[Collection entries]
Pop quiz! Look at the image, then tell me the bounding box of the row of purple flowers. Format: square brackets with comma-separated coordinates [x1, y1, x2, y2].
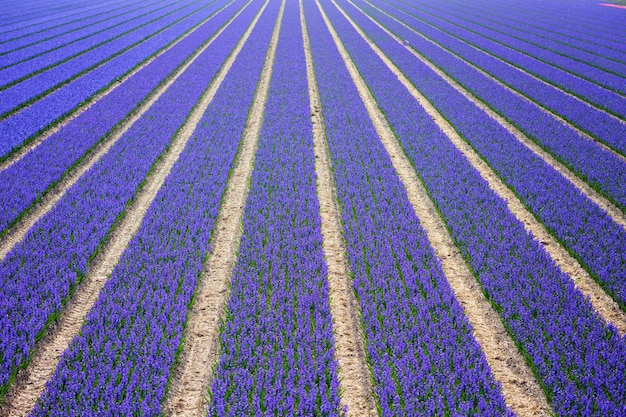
[0, 0, 256, 402]
[325, 0, 626, 414]
[33, 1, 275, 413]
[208, 1, 343, 414]
[305, 0, 512, 414]
[0, 0, 227, 160]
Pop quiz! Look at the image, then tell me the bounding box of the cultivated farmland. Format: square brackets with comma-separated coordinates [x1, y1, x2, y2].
[0, 0, 624, 415]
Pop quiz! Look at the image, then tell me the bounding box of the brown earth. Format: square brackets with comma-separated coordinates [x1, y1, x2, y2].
[348, 0, 626, 336]
[163, 1, 281, 415]
[0, 2, 254, 415]
[302, 2, 378, 416]
[323, 0, 556, 414]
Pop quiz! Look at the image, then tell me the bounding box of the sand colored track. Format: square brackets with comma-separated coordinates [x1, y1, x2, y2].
[163, 1, 282, 415]
[301, 1, 378, 415]
[317, 0, 553, 414]
[338, 0, 626, 336]
[0, 1, 257, 414]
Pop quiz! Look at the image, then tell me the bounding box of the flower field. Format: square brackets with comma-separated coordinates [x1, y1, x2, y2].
[0, 0, 624, 415]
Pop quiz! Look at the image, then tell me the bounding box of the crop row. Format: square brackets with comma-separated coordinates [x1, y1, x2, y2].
[0, 0, 241, 245]
[321, 0, 626, 414]
[0, 0, 126, 39]
[31, 1, 276, 413]
[374, 0, 626, 157]
[417, 1, 626, 75]
[208, 1, 342, 414]
[0, 0, 259, 399]
[0, 0, 228, 161]
[0, 0, 208, 115]
[471, 3, 626, 63]
[384, 0, 626, 121]
[346, 0, 626, 310]
[397, 0, 626, 96]
[469, 0, 626, 51]
[305, 1, 512, 415]
[354, 0, 626, 212]
[0, 0, 180, 83]
[0, 0, 156, 59]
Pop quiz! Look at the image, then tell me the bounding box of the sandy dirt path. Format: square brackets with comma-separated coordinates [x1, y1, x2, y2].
[340, 0, 626, 336]
[0, 2, 257, 415]
[301, 1, 378, 415]
[163, 1, 283, 415]
[319, 0, 561, 414]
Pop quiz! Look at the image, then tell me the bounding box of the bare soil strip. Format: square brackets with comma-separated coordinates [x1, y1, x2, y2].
[318, 1, 553, 415]
[362, 0, 626, 150]
[162, 2, 283, 416]
[333, 0, 626, 336]
[350, 0, 626, 230]
[301, 3, 377, 416]
[0, 1, 248, 264]
[0, 4, 259, 416]
[0, 0, 234, 175]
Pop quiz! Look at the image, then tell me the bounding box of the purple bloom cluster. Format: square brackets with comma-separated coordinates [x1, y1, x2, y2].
[398, 1, 626, 96]
[0, 0, 123, 40]
[32, 2, 276, 413]
[323, 0, 626, 414]
[377, 0, 626, 157]
[348, 0, 626, 309]
[0, 0, 226, 160]
[0, 0, 260, 400]
[505, 26, 625, 69]
[359, 0, 626, 212]
[0, 0, 157, 59]
[208, 2, 342, 415]
[0, 0, 206, 115]
[382, 0, 626, 121]
[0, 0, 241, 237]
[415, 0, 626, 77]
[304, 2, 512, 416]
[462, 0, 626, 55]
[0, 0, 183, 82]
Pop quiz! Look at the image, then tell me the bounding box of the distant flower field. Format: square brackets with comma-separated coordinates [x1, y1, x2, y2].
[0, 0, 624, 415]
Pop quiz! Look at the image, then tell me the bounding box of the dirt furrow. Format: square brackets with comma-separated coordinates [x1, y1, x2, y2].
[0, 0, 234, 174]
[300, 3, 377, 416]
[350, 1, 626, 231]
[362, 0, 626, 157]
[0, 3, 256, 415]
[335, 0, 626, 336]
[162, 1, 283, 415]
[320, 0, 557, 415]
[0, 1, 246, 263]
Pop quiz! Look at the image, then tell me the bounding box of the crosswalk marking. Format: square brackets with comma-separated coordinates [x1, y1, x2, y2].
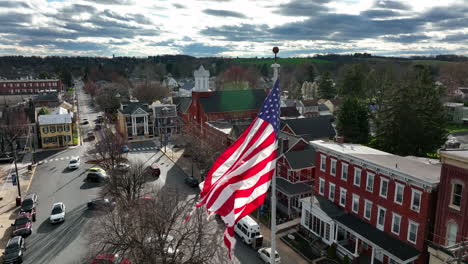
[60, 157, 64, 160]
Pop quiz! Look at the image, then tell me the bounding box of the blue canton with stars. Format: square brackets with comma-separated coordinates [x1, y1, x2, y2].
[258, 79, 281, 134]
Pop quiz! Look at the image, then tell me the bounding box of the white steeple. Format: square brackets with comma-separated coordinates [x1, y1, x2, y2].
[193, 65, 210, 92]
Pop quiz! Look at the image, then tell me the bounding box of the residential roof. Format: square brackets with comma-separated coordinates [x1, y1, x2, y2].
[198, 89, 267, 113]
[311, 140, 441, 185]
[318, 104, 329, 111]
[38, 113, 72, 125]
[458, 87, 468, 94]
[35, 92, 59, 102]
[181, 81, 194, 91]
[301, 99, 319, 107]
[153, 104, 177, 118]
[281, 99, 298, 107]
[279, 132, 307, 153]
[335, 214, 420, 262]
[276, 177, 313, 196]
[308, 196, 346, 218]
[173, 97, 191, 113]
[118, 102, 150, 115]
[280, 106, 300, 118]
[281, 116, 336, 141]
[284, 148, 316, 169]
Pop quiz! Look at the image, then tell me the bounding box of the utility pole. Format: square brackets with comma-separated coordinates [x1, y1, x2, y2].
[13, 148, 21, 198]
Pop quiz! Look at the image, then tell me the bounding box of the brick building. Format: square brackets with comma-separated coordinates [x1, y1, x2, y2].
[428, 150, 468, 264]
[301, 140, 440, 264]
[0, 80, 62, 95]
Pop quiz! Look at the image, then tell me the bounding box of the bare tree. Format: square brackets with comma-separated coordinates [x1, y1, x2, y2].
[87, 129, 127, 171]
[87, 186, 224, 264]
[0, 109, 29, 153]
[133, 82, 169, 103]
[216, 66, 259, 90]
[103, 161, 147, 203]
[94, 82, 130, 114]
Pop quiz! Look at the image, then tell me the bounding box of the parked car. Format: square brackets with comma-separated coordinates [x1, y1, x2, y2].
[87, 198, 116, 211]
[257, 247, 280, 264]
[148, 164, 160, 177]
[184, 176, 199, 188]
[68, 156, 80, 169]
[86, 170, 109, 183]
[0, 153, 14, 163]
[49, 202, 66, 224]
[121, 145, 130, 153]
[2, 236, 25, 264]
[113, 163, 131, 172]
[94, 124, 102, 130]
[90, 254, 132, 264]
[82, 120, 89, 125]
[11, 212, 33, 237]
[87, 132, 95, 140]
[20, 193, 37, 221]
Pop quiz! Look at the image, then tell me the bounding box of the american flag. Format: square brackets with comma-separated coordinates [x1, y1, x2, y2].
[195, 79, 280, 258]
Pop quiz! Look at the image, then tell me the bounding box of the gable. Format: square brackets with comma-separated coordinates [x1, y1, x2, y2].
[132, 107, 148, 115]
[280, 124, 295, 135]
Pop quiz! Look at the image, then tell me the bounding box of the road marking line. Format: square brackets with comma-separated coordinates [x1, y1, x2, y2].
[60, 157, 64, 160]
[55, 158, 59, 161]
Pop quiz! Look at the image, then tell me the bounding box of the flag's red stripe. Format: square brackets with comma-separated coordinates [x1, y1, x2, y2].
[200, 118, 259, 196]
[205, 150, 276, 210]
[234, 192, 269, 221]
[224, 227, 235, 259]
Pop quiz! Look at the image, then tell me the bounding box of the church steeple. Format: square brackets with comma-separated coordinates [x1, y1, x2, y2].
[193, 65, 210, 92]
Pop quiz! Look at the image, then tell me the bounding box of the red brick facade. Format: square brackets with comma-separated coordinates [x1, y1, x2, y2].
[0, 80, 62, 95]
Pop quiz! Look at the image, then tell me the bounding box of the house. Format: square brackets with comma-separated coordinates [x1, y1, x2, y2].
[34, 91, 62, 108]
[0, 79, 62, 95]
[454, 87, 468, 99]
[428, 150, 468, 264]
[280, 106, 301, 119]
[116, 101, 154, 142]
[38, 112, 73, 149]
[276, 135, 315, 218]
[153, 104, 179, 143]
[318, 103, 332, 116]
[318, 99, 342, 114]
[302, 140, 441, 264]
[444, 102, 465, 124]
[172, 97, 191, 126]
[280, 116, 336, 142]
[298, 99, 319, 117]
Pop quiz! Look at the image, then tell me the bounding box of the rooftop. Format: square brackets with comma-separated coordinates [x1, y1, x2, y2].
[38, 113, 72, 125]
[0, 79, 60, 83]
[281, 116, 336, 141]
[311, 140, 441, 185]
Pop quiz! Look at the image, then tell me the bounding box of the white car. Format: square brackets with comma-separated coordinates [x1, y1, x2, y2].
[257, 247, 281, 264]
[68, 157, 80, 169]
[49, 202, 66, 224]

--- WORK REQUIRED ---
Return only what runs from the line containing "the white car." to the last line of the records above, both ends included, exactly as written.

--- TASK OUTPUT ---
Pop quiz! Look at the image, then tell me the bounding box of the white car. Format: square brackets with comma-separated coordinates [x1, y1, x2, y2].
[257, 247, 281, 264]
[68, 157, 80, 169]
[49, 202, 66, 224]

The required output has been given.